=== Required action ===
The entries below must be transcribed exactly. Leave nothing out.

- Opening Delimiter -

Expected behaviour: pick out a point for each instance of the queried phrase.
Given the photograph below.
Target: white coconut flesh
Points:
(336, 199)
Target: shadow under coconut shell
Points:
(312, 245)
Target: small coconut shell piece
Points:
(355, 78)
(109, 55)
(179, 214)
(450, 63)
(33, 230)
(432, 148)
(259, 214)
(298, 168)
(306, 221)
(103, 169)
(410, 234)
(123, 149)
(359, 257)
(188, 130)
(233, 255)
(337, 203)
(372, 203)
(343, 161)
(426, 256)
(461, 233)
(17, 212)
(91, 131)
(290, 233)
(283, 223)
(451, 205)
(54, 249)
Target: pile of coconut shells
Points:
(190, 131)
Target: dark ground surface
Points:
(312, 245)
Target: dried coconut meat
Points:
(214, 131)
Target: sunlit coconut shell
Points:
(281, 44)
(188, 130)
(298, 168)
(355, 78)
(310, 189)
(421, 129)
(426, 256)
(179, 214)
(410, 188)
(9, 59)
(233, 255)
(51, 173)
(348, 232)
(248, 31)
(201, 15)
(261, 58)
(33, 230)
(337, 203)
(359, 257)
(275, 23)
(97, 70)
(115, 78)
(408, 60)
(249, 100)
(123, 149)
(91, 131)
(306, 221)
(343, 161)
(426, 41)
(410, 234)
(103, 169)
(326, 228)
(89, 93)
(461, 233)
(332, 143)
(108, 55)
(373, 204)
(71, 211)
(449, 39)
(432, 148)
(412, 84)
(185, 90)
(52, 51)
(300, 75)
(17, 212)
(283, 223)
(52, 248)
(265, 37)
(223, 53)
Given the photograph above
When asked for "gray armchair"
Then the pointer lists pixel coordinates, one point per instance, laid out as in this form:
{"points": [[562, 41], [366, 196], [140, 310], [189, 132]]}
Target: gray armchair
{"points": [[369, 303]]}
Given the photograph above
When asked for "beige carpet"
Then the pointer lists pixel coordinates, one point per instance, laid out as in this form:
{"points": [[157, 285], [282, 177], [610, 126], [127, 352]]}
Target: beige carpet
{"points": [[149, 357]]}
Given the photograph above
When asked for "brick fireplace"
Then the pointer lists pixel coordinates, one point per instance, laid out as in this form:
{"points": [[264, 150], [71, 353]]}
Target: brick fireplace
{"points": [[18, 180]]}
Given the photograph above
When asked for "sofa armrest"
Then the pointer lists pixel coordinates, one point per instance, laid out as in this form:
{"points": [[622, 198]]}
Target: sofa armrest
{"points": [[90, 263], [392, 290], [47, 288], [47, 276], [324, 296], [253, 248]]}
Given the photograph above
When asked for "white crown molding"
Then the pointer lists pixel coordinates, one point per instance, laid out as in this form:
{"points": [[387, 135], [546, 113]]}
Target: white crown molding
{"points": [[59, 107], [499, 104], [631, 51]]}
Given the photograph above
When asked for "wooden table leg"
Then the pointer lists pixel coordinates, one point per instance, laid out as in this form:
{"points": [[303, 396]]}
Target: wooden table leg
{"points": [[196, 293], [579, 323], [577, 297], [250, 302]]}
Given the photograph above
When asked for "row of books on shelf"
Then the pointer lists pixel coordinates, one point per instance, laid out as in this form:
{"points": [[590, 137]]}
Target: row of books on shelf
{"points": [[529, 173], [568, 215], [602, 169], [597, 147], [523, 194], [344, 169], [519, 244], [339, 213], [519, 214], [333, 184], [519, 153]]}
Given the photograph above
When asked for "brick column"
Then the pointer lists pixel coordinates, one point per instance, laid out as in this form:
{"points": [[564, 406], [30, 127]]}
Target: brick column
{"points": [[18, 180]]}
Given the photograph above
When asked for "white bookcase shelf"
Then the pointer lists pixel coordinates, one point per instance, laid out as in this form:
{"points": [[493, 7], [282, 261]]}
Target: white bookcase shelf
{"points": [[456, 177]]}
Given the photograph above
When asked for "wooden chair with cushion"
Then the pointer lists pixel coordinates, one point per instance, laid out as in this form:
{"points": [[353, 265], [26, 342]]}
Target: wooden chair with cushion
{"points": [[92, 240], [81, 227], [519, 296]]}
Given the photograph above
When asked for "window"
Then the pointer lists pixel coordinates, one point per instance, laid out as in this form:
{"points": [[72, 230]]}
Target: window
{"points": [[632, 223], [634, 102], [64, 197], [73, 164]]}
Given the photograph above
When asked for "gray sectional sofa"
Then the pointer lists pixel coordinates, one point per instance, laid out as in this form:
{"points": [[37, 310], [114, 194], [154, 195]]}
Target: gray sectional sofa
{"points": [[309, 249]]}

- Closing Delimiter -

=== Task response ===
Expected behaviour: pick out a point for each instance of the queried phrase.
Given the photograph below.
Target: white coconut flesh
Points:
(336, 199)
Target: shadow under coconut shell
Points:
(312, 245)
Target: small coconut shell piece
Points:
(355, 78)
(109, 55)
(179, 214)
(450, 63)
(33, 230)
(432, 148)
(259, 214)
(298, 168)
(306, 221)
(103, 169)
(410, 234)
(123, 149)
(359, 257)
(188, 130)
(233, 255)
(337, 203)
(372, 203)
(343, 161)
(426, 256)
(461, 233)
(17, 212)
(91, 131)
(290, 233)
(283, 223)
(451, 205)
(54, 249)
Target: pile of coconut shells
Points:
(190, 131)
Target: dark ground surface
Points:
(312, 245)
Target: dried coconut meat
Points:
(214, 131)
Target: sunlit coconut shell
Points:
(281, 44)
(188, 130)
(298, 168)
(355, 78)
(310, 189)
(421, 129)
(426, 256)
(179, 214)
(410, 188)
(9, 59)
(233, 255)
(51, 173)
(348, 232)
(248, 31)
(201, 15)
(261, 58)
(33, 230)
(337, 203)
(359, 257)
(275, 23)
(97, 70)
(115, 78)
(408, 60)
(249, 100)
(123, 149)
(91, 131)
(306, 221)
(343, 161)
(426, 41)
(410, 234)
(103, 169)
(326, 228)
(89, 93)
(461, 233)
(332, 143)
(108, 55)
(373, 204)
(71, 211)
(449, 39)
(432, 148)
(412, 84)
(185, 90)
(52, 51)
(300, 75)
(17, 212)
(283, 223)
(52, 248)
(265, 37)
(223, 53)
Given the photograph above
When asked for "gray armchair"
Then the pointer lists pixel coordinates, one point per instance, laid out as in this form:
{"points": [[562, 41], [366, 196], [140, 310], [189, 132]]}
Target: gray armchair
{"points": [[369, 303]]}
Given the photograph above
When asked for "beige carpet"
Then the pointer lists pixel coordinates, one point per instance, laid out as in this form:
{"points": [[157, 285], [282, 177], [610, 126], [127, 352]]}
Target: beige carpet
{"points": [[149, 357]]}
Given the photograph above
When asked for "brick fireplace"
Then the pointer lists pixel coordinates, one point per instance, laid out as in this form:
{"points": [[264, 150], [71, 353]]}
Target: brick fireplace
{"points": [[18, 180]]}
Given the photograph above
When asked for "sofa armrest"
Then the pointer lists pixel coordinates, one point per instance, laid out as in this form:
{"points": [[622, 198]]}
Target: sofa armrest
{"points": [[90, 263], [392, 290], [47, 288], [47, 276], [324, 296], [253, 248]]}
Given the photograph above
When asked for "white crown molding"
Then the pointer lists pixel coordinates, one point per instance, laid out as in this form:
{"points": [[387, 135], [546, 113]]}
Target: white crown molding
{"points": [[59, 107], [499, 104], [631, 51]]}
Given the photograph above
When asked for "wooden table leg"
Then the pointer lists pixel coordinates, one point per instance, laid out as in this form:
{"points": [[303, 396]]}
Target: wooden table leg
{"points": [[196, 293], [579, 323], [577, 297], [250, 302]]}
Given the photograph above
When asked for "row of books on shelf"
Then the pointer lists pixel coordinates, one point per instance, laid out as in this form:
{"points": [[590, 137]]}
Target: row of books on shelf
{"points": [[529, 173], [568, 215], [602, 169], [597, 147], [523, 194], [344, 169], [519, 244], [339, 213], [519, 214], [333, 184], [519, 153]]}
Given the photograph above
When asked for "brick column"
Then the pointer lists pixel coordinates, one point per instance, laid out as in this form:
{"points": [[564, 406], [30, 127]]}
Target: brick column
{"points": [[18, 180]]}
Given the photograph above
When asked for "white bookcase shelf"
Then the pointer lists pixel coordinates, one point per instance, laid out as in this form:
{"points": [[493, 7], [282, 261]]}
Target: white bookcase shelf
{"points": [[456, 177]]}
Given the photograph above
When asked for "wooden chair with cushion"
Then the pointer lists pixel coordinates, one point per instance, laid out as in this form:
{"points": [[353, 265], [26, 342]]}
Target: wooden chair with cushion
{"points": [[92, 240], [81, 227], [519, 296]]}
Given the photograph above
When asked for "window"
Then the pointer lists pixel coordinates, one point per instance, laid out as in this form:
{"points": [[72, 230]]}
Target: window
{"points": [[632, 223], [634, 102], [64, 197], [73, 164]]}
Given the photograph above
When asked for "gray sectional sofa"
Then the pointer lists pixel coordinates, one point per instance, laid out as in this form:
{"points": [[37, 310], [114, 194], [154, 195]]}
Target: gray sectional sofa
{"points": [[309, 249]]}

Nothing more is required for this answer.